(Stored items from a collection)
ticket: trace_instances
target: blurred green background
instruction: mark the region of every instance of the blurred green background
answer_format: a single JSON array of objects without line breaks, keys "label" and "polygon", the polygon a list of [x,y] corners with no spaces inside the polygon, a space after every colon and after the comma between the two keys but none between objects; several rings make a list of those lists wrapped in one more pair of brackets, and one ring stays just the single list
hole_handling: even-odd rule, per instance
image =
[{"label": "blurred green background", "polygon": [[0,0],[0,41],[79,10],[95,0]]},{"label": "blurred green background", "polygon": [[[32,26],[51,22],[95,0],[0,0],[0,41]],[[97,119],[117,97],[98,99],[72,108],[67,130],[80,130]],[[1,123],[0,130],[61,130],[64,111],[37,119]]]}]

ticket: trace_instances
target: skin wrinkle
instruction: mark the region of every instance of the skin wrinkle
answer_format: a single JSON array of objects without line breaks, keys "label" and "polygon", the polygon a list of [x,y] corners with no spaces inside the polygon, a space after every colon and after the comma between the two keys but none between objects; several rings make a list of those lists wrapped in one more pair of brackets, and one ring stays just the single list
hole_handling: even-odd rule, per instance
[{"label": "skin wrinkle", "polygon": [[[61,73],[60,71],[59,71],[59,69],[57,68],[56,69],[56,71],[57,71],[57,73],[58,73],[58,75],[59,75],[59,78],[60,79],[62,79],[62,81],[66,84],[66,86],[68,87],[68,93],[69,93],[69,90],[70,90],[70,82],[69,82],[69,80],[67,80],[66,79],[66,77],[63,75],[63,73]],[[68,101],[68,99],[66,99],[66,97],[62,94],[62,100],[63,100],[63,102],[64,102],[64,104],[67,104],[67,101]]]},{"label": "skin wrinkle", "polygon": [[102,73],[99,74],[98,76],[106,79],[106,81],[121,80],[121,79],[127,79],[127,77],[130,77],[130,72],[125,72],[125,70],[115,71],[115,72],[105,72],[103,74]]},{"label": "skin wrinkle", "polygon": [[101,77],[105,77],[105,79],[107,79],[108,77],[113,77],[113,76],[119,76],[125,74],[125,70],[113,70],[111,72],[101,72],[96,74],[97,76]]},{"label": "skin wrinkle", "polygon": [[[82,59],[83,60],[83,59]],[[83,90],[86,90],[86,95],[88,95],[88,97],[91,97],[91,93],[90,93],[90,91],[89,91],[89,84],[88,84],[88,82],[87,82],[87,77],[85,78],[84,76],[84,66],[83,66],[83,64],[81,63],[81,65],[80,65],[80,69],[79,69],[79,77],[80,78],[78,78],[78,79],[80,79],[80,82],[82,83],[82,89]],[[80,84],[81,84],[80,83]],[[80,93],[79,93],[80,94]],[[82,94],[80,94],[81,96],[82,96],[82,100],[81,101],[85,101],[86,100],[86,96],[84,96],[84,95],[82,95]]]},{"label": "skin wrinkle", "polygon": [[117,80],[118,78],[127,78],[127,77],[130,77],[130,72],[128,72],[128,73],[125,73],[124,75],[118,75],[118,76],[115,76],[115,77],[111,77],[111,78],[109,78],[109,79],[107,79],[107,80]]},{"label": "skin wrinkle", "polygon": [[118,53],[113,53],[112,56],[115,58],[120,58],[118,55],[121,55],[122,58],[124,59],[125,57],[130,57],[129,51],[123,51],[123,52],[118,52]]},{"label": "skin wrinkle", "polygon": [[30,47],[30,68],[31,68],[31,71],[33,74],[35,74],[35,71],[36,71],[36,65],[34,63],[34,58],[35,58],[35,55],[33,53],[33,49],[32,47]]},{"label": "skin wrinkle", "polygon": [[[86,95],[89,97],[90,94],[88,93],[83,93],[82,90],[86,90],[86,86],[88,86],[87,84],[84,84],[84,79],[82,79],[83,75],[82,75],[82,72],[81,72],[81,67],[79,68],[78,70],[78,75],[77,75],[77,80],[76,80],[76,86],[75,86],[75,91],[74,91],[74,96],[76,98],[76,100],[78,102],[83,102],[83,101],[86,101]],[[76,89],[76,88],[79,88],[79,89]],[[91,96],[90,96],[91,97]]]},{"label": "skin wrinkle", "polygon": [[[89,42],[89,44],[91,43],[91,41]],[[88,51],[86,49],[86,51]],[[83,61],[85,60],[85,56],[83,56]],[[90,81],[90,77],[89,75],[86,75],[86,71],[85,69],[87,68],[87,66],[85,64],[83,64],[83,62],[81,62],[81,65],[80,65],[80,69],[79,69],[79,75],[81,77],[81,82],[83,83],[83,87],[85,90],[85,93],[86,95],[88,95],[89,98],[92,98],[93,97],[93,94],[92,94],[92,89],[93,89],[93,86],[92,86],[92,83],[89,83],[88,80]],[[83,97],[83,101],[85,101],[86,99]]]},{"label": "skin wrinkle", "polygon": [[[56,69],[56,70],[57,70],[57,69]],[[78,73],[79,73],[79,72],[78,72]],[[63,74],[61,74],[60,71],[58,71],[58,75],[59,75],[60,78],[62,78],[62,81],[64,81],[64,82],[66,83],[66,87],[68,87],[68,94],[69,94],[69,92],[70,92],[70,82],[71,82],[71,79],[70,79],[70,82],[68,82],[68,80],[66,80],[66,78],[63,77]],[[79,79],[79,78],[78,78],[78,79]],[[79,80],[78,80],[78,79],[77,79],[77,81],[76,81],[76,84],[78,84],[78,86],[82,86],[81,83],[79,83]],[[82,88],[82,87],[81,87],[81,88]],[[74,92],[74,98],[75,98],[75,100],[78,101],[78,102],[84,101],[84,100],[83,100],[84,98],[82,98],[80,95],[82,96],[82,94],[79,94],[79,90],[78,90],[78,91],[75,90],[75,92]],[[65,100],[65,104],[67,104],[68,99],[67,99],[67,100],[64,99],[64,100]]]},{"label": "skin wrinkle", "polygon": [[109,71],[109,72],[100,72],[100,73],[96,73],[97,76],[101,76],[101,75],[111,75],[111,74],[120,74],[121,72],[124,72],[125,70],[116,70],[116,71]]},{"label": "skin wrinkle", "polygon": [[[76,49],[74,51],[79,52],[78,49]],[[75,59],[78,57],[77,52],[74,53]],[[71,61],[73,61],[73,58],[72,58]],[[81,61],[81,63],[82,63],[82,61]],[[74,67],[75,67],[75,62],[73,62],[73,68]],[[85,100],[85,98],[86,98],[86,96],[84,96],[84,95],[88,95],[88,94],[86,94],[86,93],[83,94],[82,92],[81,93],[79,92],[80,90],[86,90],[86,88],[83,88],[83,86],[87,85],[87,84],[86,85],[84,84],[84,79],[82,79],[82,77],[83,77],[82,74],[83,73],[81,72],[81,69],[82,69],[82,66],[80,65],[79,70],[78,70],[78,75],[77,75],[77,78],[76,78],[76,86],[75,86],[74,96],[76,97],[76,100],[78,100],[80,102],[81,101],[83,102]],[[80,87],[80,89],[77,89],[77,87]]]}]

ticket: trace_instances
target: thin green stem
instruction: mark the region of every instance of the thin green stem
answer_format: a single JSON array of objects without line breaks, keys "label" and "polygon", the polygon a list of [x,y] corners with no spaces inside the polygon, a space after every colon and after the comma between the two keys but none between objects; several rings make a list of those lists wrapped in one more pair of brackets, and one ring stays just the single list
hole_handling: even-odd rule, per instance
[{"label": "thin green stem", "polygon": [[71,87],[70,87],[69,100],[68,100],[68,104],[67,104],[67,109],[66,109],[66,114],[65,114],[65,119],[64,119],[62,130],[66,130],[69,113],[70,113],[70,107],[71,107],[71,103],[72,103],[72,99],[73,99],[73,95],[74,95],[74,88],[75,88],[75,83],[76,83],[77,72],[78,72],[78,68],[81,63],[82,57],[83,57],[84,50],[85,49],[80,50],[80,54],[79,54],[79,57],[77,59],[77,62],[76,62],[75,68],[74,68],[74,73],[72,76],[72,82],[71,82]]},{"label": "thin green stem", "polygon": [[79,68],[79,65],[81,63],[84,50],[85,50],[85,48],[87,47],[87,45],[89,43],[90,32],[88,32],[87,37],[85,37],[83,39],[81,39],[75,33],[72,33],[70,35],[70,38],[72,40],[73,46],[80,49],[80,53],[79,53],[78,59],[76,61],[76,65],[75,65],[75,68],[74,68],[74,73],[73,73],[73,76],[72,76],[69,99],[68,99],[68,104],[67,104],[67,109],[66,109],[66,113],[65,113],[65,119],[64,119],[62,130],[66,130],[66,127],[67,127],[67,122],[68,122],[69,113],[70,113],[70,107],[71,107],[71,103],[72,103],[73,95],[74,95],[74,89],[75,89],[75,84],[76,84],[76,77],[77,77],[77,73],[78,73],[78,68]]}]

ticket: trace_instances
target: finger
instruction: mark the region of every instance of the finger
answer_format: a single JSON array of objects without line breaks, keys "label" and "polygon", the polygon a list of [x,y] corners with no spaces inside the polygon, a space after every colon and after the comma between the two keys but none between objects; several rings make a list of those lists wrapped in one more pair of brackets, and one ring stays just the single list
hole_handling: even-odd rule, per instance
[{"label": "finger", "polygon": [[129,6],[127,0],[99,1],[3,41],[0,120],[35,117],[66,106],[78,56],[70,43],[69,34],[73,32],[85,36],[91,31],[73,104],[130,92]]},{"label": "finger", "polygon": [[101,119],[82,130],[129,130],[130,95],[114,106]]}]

| Task to complete |
Search the data above for the word "instruction" and say how many lines contain it, giving only that number.

| Problem solution |
4